Your goal
Swap "pixel coordinates" for "image coordinates" everywhere it occurs in the listing below. Reproduce all other lines without change.

[Location labeling records]
# # # # #

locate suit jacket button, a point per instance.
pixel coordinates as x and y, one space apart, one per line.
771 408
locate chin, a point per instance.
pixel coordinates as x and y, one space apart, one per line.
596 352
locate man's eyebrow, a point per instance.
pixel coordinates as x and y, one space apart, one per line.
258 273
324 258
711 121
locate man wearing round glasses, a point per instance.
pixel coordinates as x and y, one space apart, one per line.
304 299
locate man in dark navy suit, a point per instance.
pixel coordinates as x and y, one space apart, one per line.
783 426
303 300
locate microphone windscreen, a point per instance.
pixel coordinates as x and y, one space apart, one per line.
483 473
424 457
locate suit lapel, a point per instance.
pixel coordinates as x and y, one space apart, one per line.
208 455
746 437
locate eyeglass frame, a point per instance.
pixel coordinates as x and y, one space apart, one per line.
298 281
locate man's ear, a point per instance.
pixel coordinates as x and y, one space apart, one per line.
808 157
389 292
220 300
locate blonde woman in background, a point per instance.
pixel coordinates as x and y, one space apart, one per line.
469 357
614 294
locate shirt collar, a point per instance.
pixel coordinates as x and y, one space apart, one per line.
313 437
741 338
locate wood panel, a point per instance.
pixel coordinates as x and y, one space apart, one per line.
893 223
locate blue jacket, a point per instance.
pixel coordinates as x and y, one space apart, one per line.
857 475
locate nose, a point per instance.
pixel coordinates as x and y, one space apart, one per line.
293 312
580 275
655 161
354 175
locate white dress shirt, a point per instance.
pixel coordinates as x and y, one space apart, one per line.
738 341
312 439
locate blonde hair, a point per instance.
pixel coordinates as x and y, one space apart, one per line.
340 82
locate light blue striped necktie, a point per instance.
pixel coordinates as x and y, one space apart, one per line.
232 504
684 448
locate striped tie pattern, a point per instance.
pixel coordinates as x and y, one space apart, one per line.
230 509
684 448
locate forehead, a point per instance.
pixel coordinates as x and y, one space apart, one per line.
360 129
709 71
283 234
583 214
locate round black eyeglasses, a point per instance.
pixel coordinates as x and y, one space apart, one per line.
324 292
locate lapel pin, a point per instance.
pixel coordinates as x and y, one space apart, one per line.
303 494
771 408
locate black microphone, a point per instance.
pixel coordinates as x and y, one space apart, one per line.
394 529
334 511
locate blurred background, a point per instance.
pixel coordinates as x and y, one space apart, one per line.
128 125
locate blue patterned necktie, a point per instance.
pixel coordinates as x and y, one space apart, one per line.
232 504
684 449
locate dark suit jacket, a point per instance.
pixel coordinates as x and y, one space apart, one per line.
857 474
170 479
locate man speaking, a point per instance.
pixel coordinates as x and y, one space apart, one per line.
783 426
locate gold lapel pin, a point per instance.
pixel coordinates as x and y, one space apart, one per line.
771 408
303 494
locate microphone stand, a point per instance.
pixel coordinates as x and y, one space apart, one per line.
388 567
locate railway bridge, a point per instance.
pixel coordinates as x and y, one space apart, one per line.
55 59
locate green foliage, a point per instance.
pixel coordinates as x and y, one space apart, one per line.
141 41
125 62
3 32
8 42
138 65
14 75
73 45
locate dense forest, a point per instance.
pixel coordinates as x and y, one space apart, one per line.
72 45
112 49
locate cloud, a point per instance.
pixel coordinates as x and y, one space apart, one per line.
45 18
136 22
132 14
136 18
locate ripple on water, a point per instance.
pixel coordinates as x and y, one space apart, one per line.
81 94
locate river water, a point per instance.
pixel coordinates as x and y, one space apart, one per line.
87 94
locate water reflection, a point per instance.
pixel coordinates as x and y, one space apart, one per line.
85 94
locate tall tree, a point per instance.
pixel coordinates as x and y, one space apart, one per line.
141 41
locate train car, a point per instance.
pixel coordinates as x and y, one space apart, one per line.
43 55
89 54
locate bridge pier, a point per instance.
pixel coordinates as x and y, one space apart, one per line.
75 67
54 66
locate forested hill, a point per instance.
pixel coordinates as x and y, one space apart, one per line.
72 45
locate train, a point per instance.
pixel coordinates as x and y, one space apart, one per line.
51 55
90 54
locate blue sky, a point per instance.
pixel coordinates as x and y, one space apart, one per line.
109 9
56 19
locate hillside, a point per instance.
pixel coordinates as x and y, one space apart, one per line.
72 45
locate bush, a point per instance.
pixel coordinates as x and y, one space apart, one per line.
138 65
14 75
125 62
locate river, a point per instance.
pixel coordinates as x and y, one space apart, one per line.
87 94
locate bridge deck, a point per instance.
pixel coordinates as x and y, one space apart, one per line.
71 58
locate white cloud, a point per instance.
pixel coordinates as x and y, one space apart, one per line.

# # # # #

Final result
locate suit jacket button, a point per instance.
image coordinates as x and y, one space apart, one per line.
771 408
locate chin, a point per instance.
image coordinates as x and y, one space apart, one per line.
596 352
locate man's eyebrow, a point per instance.
image coordinates as x and y, one space apart, one per line.
258 273
324 258
711 121
locate man wearing round glasses, a point per instance.
image coordinates as x and y, one space apart, one per line.
304 299
locate man in dark navy suit, a point per instance.
image coordinates as x and y, one space apart, one per line.
783 426
303 300
locate microphone windscreen, a point per instance.
image coordinates as x and y, one space apart, one per line.
483 473
424 457
locate suit lapel, a point per instance.
image coordinates as x and y, one space apart, one per line.
208 455
746 437
locate eyeglass frame, a point per instance.
image coordinates as x and y, one space apart, one per line.
298 281
locate man's ear, a point per instance.
image coordinates as x and y, one space apart, one per line.
808 157
389 292
220 300
locate blonde woman in background, a point per instance.
image coordinates as x and y, one space apart, one per line.
469 357
614 294
locate shirt collar, a point per instance.
image coordinates as x and y, one space apart, one per line.
313 437
741 338
locate wood panel, a point per instance.
image coordinates as x and y, one space apart, one per line.
893 223
locate blue jacket, a point per instance.
image coordinates as x and y, one space apart, one per line.
857 475
locate nose, a point per instance.
image coordinates as x and y, one space apart, one per line.
293 312
580 275
655 161
354 175
locate white dress shirt, a point per instance.
image coordinates as x and y, one space apart, one per line.
738 341
312 439
locate blonde hair, a point per instance.
image coordinates as x and y, one space apart, one per line.
340 82
locate light blue striped necktie, a point per instance.
image coordinates as x and y, one space apart, one per line.
232 504
684 448
locate striped tie pattern, a point per instance.
image coordinates as x and y, one space apart, one per line.
230 509
684 448
locate forehead, a point per instance.
image coordinates as x and y, one space apart, one per line.
360 129
709 71
283 234
583 214
locate round black eyeglasses, a point per instance.
image coordinates as x and y, one space apart, one per line.
324 292
locate lapel pin, a point per instance.
image coordinates as x and y, one space apart, one per line.
303 494
771 408
locate black microphone, a point per instance.
image coordinates as x and y, one space apart, one per line.
394 529
334 511
locate blurred background, a point per instance.
image coordinates as x and y, one space apart, one per line.
128 125
locate blue patterned necktie, a point per instance.
image coordinates as x and y, one space apart, one per line.
232 504
684 449
locate dark suit jacket, a point per instance.
image coordinates as x and y, one space apart, one per line.
857 474
170 479
locate man speaking, a point per instance.
image coordinates as x and y, one space apart, one per line.
783 426
locate gold lapel pin, a point per instance.
image coordinates as x and y, one space apart, one per line.
771 408
303 494
locate microphone stand, a point per instance.
image coordinates as x and y, one space apart, one per line.
388 567
locate railway bridge, a point per instance.
image coordinates as x and y, one space apart, one per line.
55 59
locate green foliage, a point per instance.
image coordinates as x and y, one space apart, one per line.
141 41
125 62
3 32
8 42
138 65
14 75
73 45
locate dense forest, a point per instance.
image coordinates as x and y, one space apart, one per line.
72 45
112 49
locate cloud, a point per instance.
image coordinates as x and y, one space apart, one per line.
45 18
136 22
132 14
136 18
locate ripple on water, a point per instance.
image coordinates as x and y, one space apart, one per line.
81 94
locate river water, a point per instance.
image coordinates as x and y, one space apart, one per line.
87 94
locate water reflection, a point per instance.
image coordinates as x and y, one space apart, one per line.
85 94
locate tall tree, a point per instance.
image coordinates as x and y, one space apart, one per line.
141 41
locate train car, a point per instance.
image coordinates as x and y, one space apart, one per line.
43 55
89 54
locate bridge pier, a point per instance.
image coordinates as x and y, one space apart, one per line.
75 67
54 66
locate forested hill, a point per instance.
image coordinates as x and y, one space apart, one per line.
72 45
locate train, a point per instance.
image coordinates as x and y, one space apart, one per line.
51 55
90 54
locate blue sky, a point per instance.
image coordinates as x and y, one space apart, one per line.
109 9
56 19
locate hillside, a point per instance.
image coordinates as x and y, one space apart, one per line.
72 45
locate bush, a point per instance.
image coordinates as x and y, one space apart, one per line.
138 65
14 75
125 62
locate river, a point per instance.
image coordinates as x and y, one space apart, one per line.
87 94
locate bridge deck, a point per instance.
image coordinates as x and y, one space apart, one per line.
71 58
locate white cloud, a point per instance.
image coordinates as x and y, one space apart, one per line.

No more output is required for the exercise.